**To do**
Repeat all of the data precisely.

_ _ _ _ _ _ _

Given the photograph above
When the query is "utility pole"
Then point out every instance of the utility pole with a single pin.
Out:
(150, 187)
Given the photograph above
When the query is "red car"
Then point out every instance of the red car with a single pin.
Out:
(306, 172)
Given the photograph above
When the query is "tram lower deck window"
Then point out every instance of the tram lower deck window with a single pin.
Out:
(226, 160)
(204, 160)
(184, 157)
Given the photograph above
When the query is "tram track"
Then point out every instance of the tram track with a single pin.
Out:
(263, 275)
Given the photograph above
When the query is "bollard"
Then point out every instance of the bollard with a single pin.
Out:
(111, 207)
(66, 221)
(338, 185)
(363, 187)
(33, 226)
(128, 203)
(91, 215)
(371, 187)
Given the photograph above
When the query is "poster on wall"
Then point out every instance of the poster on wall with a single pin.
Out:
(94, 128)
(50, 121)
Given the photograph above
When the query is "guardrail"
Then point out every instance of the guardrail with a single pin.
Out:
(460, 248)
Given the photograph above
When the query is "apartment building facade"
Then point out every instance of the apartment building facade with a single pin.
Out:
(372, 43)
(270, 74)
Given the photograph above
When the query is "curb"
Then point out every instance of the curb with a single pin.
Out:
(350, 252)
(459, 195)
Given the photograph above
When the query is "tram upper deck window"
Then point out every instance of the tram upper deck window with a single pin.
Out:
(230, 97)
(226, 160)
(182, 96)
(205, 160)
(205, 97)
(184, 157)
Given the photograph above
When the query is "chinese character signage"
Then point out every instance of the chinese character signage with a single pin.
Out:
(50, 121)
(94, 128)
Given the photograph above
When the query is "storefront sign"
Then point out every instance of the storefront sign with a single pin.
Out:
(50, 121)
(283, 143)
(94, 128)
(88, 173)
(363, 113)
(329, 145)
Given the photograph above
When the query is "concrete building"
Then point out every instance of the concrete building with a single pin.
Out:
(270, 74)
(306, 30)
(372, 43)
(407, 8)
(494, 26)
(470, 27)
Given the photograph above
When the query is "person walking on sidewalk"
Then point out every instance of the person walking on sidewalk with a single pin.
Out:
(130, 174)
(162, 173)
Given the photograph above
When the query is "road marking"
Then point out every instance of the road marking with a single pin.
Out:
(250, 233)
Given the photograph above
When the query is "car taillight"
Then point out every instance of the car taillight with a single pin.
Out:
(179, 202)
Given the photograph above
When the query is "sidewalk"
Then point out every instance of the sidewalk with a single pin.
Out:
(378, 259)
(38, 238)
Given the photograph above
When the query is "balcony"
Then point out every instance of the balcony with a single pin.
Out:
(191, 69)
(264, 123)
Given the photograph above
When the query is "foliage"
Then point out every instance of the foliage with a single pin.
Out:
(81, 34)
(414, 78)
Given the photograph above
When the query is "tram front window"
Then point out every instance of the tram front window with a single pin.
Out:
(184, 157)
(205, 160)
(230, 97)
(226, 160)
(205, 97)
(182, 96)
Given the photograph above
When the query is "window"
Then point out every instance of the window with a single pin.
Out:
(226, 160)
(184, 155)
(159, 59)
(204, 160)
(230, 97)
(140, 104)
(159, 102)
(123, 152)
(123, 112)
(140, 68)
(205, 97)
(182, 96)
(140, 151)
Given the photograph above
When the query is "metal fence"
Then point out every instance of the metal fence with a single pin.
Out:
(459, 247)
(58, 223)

_ _ _ _ _ _ _

**Written answer**
Given the photograph above
When the query is "utility pole"
Then point out every instance of the utility pole with a single pin.
Out:
(150, 187)
Given the photograph above
When the query is "red car"
Then point out every instance of the red car with a single pin.
Out:
(306, 172)
Given the photograph above
When the query is "tram lower deck window"
Then point out every instance of the tram lower deck window with a single pin.
Out:
(226, 160)
(204, 160)
(184, 157)
Given the photograph above
When the query is "tram track"
Then point out every instance of the tram track with a single pin.
Out:
(263, 275)
Given the photograph above
When the query is "bollard"
Then point out every instance of the bollard with a single pin.
Out:
(111, 207)
(66, 221)
(338, 185)
(363, 187)
(33, 226)
(128, 203)
(91, 215)
(371, 187)
Given the photograph above
When the query is "poster on wall"
Then point out every instance of the poster on wall with a single pin.
Out:
(94, 128)
(50, 121)
Given the photograph above
When the query is "guardrail"
Then point out every instance of the guardrail with a single pin.
Out:
(460, 248)
Given the photograph above
When the query is "apartment building facade"
Then point out every instance of the apartment building facade with a single pin.
Out:
(372, 43)
(270, 74)
Given the photograph above
When the query is "curb"
Then point out every instance of the curb with a single pin.
Out:
(350, 252)
(459, 195)
Given the photograph above
When the query is "tram upper deck window"
Then point out every instance of the tram upper deck window with a single pin.
Out:
(230, 97)
(226, 160)
(182, 96)
(205, 160)
(205, 97)
(184, 157)
Given the photograph above
When the query is "chinese character signage"
Then point out every instance of the chinese character signage with a single pin.
Out:
(50, 121)
(94, 128)
Given the photograph above
When the query is "storefront sign"
Then point out every instance of the storefront sign with a single pin.
Out:
(50, 121)
(283, 143)
(94, 128)
(88, 173)
(363, 113)
(329, 145)
Given the photograph above
When the query is "concrete building"
Then point out every instance of the concrete building with a single pin.
Out:
(270, 74)
(306, 30)
(372, 43)
(407, 8)
(494, 26)
(470, 27)
Given the photograph above
When the query is "person walking on sidewalk"
Then point out every instance of the person walking on sidewalk with a single pin.
Out:
(130, 174)
(162, 173)
Given the photograph above
When the query is "road marking"
Then point out every instance of the road marking with a single pin.
Out:
(250, 233)
Given the photograph above
When the query is "car taillight"
Then point out every instance of the car taillight with a single pin.
Out:
(179, 202)
Given the photograph above
When the query is "sidewalk"
Then point out every instance of the sidewalk with a single pin.
Out:
(378, 259)
(38, 238)
Given the photograph above
When the query is "balcony"
Then point out every instance of the balcony with a single pin.
Out:
(191, 69)
(264, 123)
Given the photograph above
When the query is "foliage"
Then point out every instance of the foliage with a single pin.
Out:
(81, 34)
(414, 78)
Given the photograph above
When the query is "tram front window"
Then point out every instance of the tram front window with a single pin.
Out:
(184, 157)
(205, 160)
(230, 97)
(226, 160)
(205, 97)
(182, 96)
Given the photograph above
When the query is "window"
Then point out every instance of the window with a single pin.
Out:
(226, 160)
(184, 155)
(159, 59)
(204, 160)
(230, 97)
(140, 104)
(159, 102)
(123, 152)
(123, 112)
(140, 68)
(205, 97)
(182, 96)
(140, 151)
Given the photograph above
When the query is "metal fence"
Then point out every instance of the metal fence with a single pin.
Out:
(459, 247)
(58, 223)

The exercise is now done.